**BRIEF**
Please set down all the lines beneath this one exactly, without the pictures.

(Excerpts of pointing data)

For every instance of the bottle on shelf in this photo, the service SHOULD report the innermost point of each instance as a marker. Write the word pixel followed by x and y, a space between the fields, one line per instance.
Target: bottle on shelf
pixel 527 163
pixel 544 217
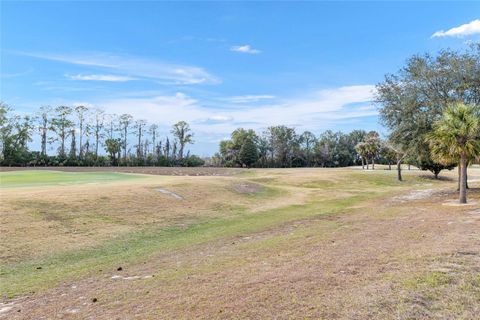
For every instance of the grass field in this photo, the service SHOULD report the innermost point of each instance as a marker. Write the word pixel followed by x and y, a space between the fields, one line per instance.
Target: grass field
pixel 271 243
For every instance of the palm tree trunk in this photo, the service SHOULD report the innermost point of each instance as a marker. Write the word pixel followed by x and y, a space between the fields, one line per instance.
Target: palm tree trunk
pixel 399 170
pixel 463 180
pixel 459 175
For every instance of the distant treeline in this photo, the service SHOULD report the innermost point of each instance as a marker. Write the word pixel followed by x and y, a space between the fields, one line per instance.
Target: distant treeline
pixel 82 135
pixel 283 147
pixel 411 102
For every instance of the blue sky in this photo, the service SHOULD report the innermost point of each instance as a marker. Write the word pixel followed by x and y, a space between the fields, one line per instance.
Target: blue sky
pixel 221 65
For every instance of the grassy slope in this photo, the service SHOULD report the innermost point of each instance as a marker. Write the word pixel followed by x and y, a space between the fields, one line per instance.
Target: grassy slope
pixel 23 277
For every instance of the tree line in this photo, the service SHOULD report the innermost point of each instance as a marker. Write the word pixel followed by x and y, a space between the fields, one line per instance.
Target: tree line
pixel 283 147
pixel 81 136
pixel 431 107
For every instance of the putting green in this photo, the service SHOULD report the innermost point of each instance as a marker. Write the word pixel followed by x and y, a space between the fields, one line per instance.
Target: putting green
pixel 34 178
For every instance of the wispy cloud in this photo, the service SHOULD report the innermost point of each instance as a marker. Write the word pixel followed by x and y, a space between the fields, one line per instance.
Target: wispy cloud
pixel 135 67
pixel 100 77
pixel 16 74
pixel 460 31
pixel 249 98
pixel 245 49
pixel 320 108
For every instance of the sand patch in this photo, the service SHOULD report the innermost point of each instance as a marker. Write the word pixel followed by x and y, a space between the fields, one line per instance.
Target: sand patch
pixel 170 193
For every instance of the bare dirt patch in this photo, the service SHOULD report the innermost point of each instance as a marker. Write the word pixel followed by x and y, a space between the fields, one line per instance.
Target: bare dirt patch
pixel 170 193
pixel 247 187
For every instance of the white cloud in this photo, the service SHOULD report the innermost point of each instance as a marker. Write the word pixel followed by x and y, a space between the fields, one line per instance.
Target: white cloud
pixel 220 118
pixel 135 67
pixel 100 77
pixel 249 98
pixel 317 109
pixel 460 31
pixel 245 49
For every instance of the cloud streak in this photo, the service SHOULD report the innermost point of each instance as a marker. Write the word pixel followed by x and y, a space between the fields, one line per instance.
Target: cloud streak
pixel 249 98
pixel 129 66
pixel 319 108
pixel 460 31
pixel 100 77
pixel 245 49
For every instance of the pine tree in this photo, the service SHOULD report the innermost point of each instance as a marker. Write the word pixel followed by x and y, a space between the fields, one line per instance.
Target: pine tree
pixel 248 153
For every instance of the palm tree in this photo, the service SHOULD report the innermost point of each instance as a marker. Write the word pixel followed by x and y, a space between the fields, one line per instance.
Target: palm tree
pixel 456 137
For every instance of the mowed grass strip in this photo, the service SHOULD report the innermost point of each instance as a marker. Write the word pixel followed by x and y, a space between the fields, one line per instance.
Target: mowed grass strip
pixel 41 274
pixel 38 178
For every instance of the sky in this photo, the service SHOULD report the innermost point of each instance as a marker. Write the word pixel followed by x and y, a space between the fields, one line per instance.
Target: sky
pixel 221 65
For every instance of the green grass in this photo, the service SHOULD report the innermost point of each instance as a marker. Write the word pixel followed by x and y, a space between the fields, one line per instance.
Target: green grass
pixel 23 277
pixel 38 178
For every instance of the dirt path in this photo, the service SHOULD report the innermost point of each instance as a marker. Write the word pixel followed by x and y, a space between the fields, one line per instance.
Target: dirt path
pixel 390 259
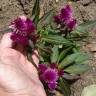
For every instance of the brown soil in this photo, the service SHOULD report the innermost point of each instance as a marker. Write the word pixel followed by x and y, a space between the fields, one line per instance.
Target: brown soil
pixel 84 10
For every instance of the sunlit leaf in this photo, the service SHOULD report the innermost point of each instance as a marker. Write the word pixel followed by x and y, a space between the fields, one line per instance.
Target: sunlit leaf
pixel 55 53
pixel 77 69
pixel 84 27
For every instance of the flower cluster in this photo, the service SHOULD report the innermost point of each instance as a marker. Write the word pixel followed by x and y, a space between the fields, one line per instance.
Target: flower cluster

**FINAL RESULT**
For every instance of the bottle on shelf in this photo, the service SHOULD report the innermost point of each instance as a marker. Write the word pixel followed by x and y, a space between the fields, one line per instance.
Target: bottle on shelf
pixel 527 163
pixel 544 217
For every instance of the grass field in this photo, the service SHOULD report the innermost point of each instance as a marker. Write the word pixel followed by x and y, a space between the fields, one line per instance.
Target: grass field
pixel 271 243
For every instance of the palm tree trunk in this photo, the service SHOULD report the innermost point of each instance as a marker. Write the word pixel followed by x and y, a space between the fields, one line per instance.
Target: palm tree trunk
pixel 399 170
pixel 463 180
pixel 459 175
For every instance of the distant treeline in this photo, the service SHOULD report the innermost point of each instance as a marker. Write the word pixel followed by x and y, a space between the fields, one line per instance.
Target: distant treeline
pixel 82 135
pixel 283 147
pixel 411 102
For every instance of the blue sky in this photo, the service SHOULD report the innermost point of each instance as a marker. Write the word pixel followed by x and y, a space between the fields, one line per instance.
Target: blue sky
pixel 221 65
For every instance of the grassy slope in this photo, the service SHOULD report the innermost point of each instance as a marker. Write the word pixel followed by x and y, a space between the fields, one line per instance.
Target: grassy slope
pixel 23 277
For every instance of the tree line in this photo, the service SHOULD report the innermost point of each instance as a marker. Write the word pixel followed by x and y, a space between the fields, one line per instance.
Target: tree line
pixel 283 147
pixel 81 136
pixel 431 107
For every instance of the putting green in this photo, the service SHOULD report the innermost point of each instance as a marker. Write the word pixel followed by x and y, a space between the fields, one line per instance.
Target: putting green
pixel 34 178
For every instance of the wispy cloud in this photo, the service SHOULD report the innermost point of each instance as a marker. Write the word pixel followed by x and y, a space between the fields, one line per instance.
Target: wispy cloud
pixel 135 67
pixel 100 77
pixel 16 74
pixel 460 31
pixel 249 98
pixel 245 49
pixel 320 108
For every instance of the sand patch in this photo, the service SHOULD report the innermost point of each instance as a marker. Write the word pixel followed by x and y, a space between the fields, one line per instance.
Target: sand patch
pixel 170 193
For every instance of the bare dirt patch in this photo, the service SHOULD report the innermost point of each instance as a marker. Write the word pixel followed by x and y, a space between the fields, one line per instance.
Target: bare dirt patch
pixel 170 193
pixel 247 187
For every instance of the white cloud in this photo, the service SHOULD report the innermost point of each instance as a marker. Write the word pixel followed by x and y, a space between the fields, one line per instance.
Target: white cloud
pixel 220 118
pixel 135 67
pixel 100 77
pixel 249 98
pixel 317 109
pixel 460 31
pixel 245 49
For every instance of the cloud streak in this photo, the service SHOULD report the innermost point of each instance as a marker. Write the word pixel followed by x and y, a space between the fields, one line per instance.
Target: cloud streak
pixel 249 98
pixel 129 66
pixel 319 108
pixel 460 31
pixel 100 77
pixel 245 49
For every instance of the pine tree in this photo, the service SHOULD report the innermost point of each instance as a marker. Write the word pixel followed by x and y, a space between the fields, one line per instance.
Target: pine tree
pixel 248 153
For every instance of the palm tree in this photo, the service SHOULD report the innermost point of each instance as a marker. Write the word pixel followed by x and y, a space between the fields, one line per instance.
Target: palm tree
pixel 456 137
For every instance of the mowed grass strip in this photo, the service SHOULD report the innermost point of each instance as a marker. Write the word pixel followed by x and y, a space between the fields, one line per instance.
Target: mowed grass strip
pixel 41 274
pixel 38 178
For every instance of the sky in this photo, the service SHOULD report the innermost point of each instance as a marker. Write the word pixel followed by x and y, a space between the fields, one line per instance.
Target: sky
pixel 221 65
For every instance of the green grass in this photo, the service SHOULD report the innermost point of each instance as a marker. Write the word pixel followed by x and y, a space between the fields, one line per instance.
Target: green grass
pixel 23 277
pixel 38 178
For every instance of the dirt path in this photo, the service SHOULD report the innermost point of each instance as a marker. Write the word pixel followed by x and y, a space between the fields, one line per instance.
Target: dirt path
pixel 390 259
For every instance of the brown soil in this photo, the service SHOULD report the innermost point of each instance as a marker. Write the word pixel followed by x and y, a space between the fields, one line per instance.
Target: brown soil
pixel 84 10
For every instance of the sunlit leaf in this photo, the service SHOULD report the innermost point of each instance as a marker. Write the word pixel followed by x and y, a space between the fields, one line per instance.
Target: sunlit leaf
pixel 55 53
pixel 77 69
pixel 84 27
For every instance of the flower cluster in this photo, the service SHOULD report the innermost point of each instance as a marker. Write the word pixel followed by x and y, a space between the fields, one line per instance.
Target: flower cluster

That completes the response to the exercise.